■ **WHAT TO WORK ON**: Can you continue the ecommerce retail strategy text, starting right after its last sentence?

Businesses can use their data to intelligently predict consumer behaviour, allowing them to be ready for surges in demand for different products and locations. Avoid costly returns by giving the shopper an overload of information such as product images, comparison charts and reviews. To simplify reverse logistics and appeal to your customers, consider partnering with third-party drop-off sites for brands that don’t have physical stores.

Most critically, brands must communicate clearly, effectively and transparently with customers. They cannot expect sympathy from customers if fulfilment issues outside of their control delay delivery. Customers have come to expect shipping that fulfils their needs and desires—not the needs of retailers.

 

Accessibility for all

Many ecommerce marketing best practices that were true pre-COVID will continue to hold true this season. Retailers must develop unique customer acquisition strategies and marketing collateral for each market they enter — translated content isn’t enough. They should also use local channels, and messaging should remain cohesive across channels.

It’s critical to incorporate social buying into your marketing strategy as more customers are engaging with brands on their preferred platforms, which are increasingly social. Mobile commerce is another critical component to your marketing strategy, and it’s important to develop an optimised and responsive mobile experience for your customers.

Another important consideration is making sure your D2C platform is accessible to those with disabilities. In addition, brands need to pay attention to how COVID has affected various areas of the world, so tailoring your messaging to local realities is critical.

 

Payment strategies as a tool for business success

Payment systems are so important for brands that they should constitute a strategy in and of themselves, rather than just a back-office tactic. Over the pandemic several payment systems have become business-critical:

  • Digital Wallets: Consumer use of digital wallets surged during the pandemic. Chinese shoppers made the bulk of digital wallet purchases. In the US, digital wallet usage was up nearly 24% over 2019 numbers.

■ **STUDY MATERIAL**:
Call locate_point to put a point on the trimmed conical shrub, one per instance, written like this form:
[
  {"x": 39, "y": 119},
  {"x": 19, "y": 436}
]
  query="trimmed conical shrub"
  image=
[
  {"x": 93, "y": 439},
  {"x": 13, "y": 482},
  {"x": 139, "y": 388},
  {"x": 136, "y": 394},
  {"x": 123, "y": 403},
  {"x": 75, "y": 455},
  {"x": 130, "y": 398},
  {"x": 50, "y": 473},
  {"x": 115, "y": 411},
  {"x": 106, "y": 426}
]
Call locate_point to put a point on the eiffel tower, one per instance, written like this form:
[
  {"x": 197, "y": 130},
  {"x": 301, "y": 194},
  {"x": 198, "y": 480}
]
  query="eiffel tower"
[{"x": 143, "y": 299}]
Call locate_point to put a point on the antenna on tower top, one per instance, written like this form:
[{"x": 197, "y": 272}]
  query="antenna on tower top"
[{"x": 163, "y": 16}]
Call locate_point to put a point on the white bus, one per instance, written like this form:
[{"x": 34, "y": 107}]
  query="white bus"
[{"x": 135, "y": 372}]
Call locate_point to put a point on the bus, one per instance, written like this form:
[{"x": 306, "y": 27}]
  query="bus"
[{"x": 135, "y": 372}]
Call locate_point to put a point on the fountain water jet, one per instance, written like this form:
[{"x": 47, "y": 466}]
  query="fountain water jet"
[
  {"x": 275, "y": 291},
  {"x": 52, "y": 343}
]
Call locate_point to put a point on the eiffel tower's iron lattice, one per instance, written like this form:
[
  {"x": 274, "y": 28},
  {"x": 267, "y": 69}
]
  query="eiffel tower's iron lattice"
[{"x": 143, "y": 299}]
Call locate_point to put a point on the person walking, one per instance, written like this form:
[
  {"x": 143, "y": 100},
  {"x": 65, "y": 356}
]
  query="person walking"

■ **RESPONSE FOR THIS EXERCISE**:
  • BNPL: Buy now, pay later (BNPL) is another payment method that is quickly rising in popularity. Brands offering BNPL have reported a 45% increase in average order value when customers pay in four instalments.
  • Mobile: Consumers will continue to rely more heavily on their smartphones to make purchases in 2021 and beyond. It’s critical for brands to optimise the mobile experience with payment methods that allow shoppers to pay with one touch of a button rather than entering a credit card number.
  • Direct Debit: Direct debit is another payment method that brands should consider adding to their online store. In this scenario, which is most popular in Europe, the retailer withdraws money directly from a consumer’s bank account.

 

Lean on tech

Underpinning every aspect of an eCommerce strategy is data. Businesses must leverage their data by developing a comprehensive customer-centric system that includes the entire customer lifecycle, including search, payment methods, and sales and shopper support data.

eCommerce providers can boost conversion rates, improve customer experience and reduce false declines by using a local payments processor that understands each market you’re in. Ensure that your payments partners are using retry logic to automatically route payments in a way that maximises the likelihood of authorisation.

Retailers simply must prepare well in advance for a surge in traffic to their platforms. If 2020 is any indication, the number of shoppers transacting through your platforms at any given time can vary wildly. That’s why it’s critical to test your system well ahead of time to ensure it can handle the load and make the adjustments early. More than any time of year, a failure to prepare spells trouble.

Finally, companies should select their partners carefully. They should look to work with back-office experts with specific tech and market experience. Appropriate partners can facilitate your brand to deliver tangible results this holiday season, ensuring you finish the year with a bang.